• [Problems to solve]:
(1) List the phase headings that appear in the GIM call center excerpt.
(2) Carry on the GIM call center excerpt from its final sentence.

• [Document excerpt]:
To fix this problem, GIM put together a core project team that included a senior from Ohio State’s Integrated Systems Engineering Department, GIM’s director and clinic managers. The project aimed to improve wait time by 15 percent and increase service level by 10 percent.
Queuing theory was used to determine staffing requirements during the peak periods at three of the five centers. The team determined the number by which each call center was short-staffed during peak periods. Based on the work sampling study during peak periods, the team found that workers spent about 30 percent of their time doing activities outside of answering phone calls, thus presenting an opportunity for 15 percent to 20 percent improvement.
At the pilot site, wait time reduced by 50 percent and service level increased by 25 percent. Additionally, calls with wait times greater than five minutes declined from 16 percent to 2 percent, greatly enhancing patient satisfaction at the pilot clinic.
Define
The wait time, defined as “response time delay” in the system, was a metric measured on a daily basis by clinic managers. Response time delays were unacceptable to management and had significant swings on a day-to-day basis. Defect for this project was defined as any customer who waited for more than one minute.
Measure
The measure phase aimed to understand “choke periods” in 15-minute intervals where the demand on the system exceeded capacity. It included a work sampling study to measure how much time call center employees spent on various tasks.
One major challenge was procuring data from the information warehouse. The reports generated from the information warehouse used operational definitions inconsistently. The project needed data on response time delays in 15-minute intervals.
Analyze
This phase’s focus was to determine optimal staffing levels and standardize work flow during peak hours. The team used the staffing model to build a user-friendly calculator that would help managers determine optimal staffing solutions on a quarterly basis. The calculator will use an Excel database to refresh data and feed it in the calculator to perform all queuing theory calculations and give optimal staffing level outputs.

(Data excerpts)
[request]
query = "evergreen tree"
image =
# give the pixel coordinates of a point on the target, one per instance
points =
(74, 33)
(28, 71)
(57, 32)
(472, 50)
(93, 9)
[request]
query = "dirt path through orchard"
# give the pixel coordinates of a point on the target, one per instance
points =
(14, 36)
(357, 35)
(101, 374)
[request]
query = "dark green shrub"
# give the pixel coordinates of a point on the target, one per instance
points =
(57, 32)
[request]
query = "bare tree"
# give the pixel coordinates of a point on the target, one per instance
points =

• [Numbered answers]:
(1) Define, Measure, Analyze

(2)
An engineered forecast predicted that following the staffing strategy swung the response time metric favorably, sometimes as much as 15 percent during peak periods.
Improve
The solution entities encompassed three strategies, first, to staff the call centers based on the queuing model output mentioned in the analyze phase. It was expected to have the biggest impact from the other two.
Second, to defer the non-urgent tasks to non-peak hours, which is clustered as high, medium, and low priority work. The lead physician decided what was medium and low priority, and they should be performed when call volume was low.
The last solution was increasing the awareness of a Web-based portal, MyChart, that lets patients schedule appointments with doctors.
Those solutions were experimented for two months which resulting in a 51% improvement and its success led upper management to implement the solutions at the other four GIM clinics.
Control
Ensuring the project’s sustainability is critical to maintain high patient satisfaction, which leads to enhanced access to care for Wexner Medical Center patients and increased referrals.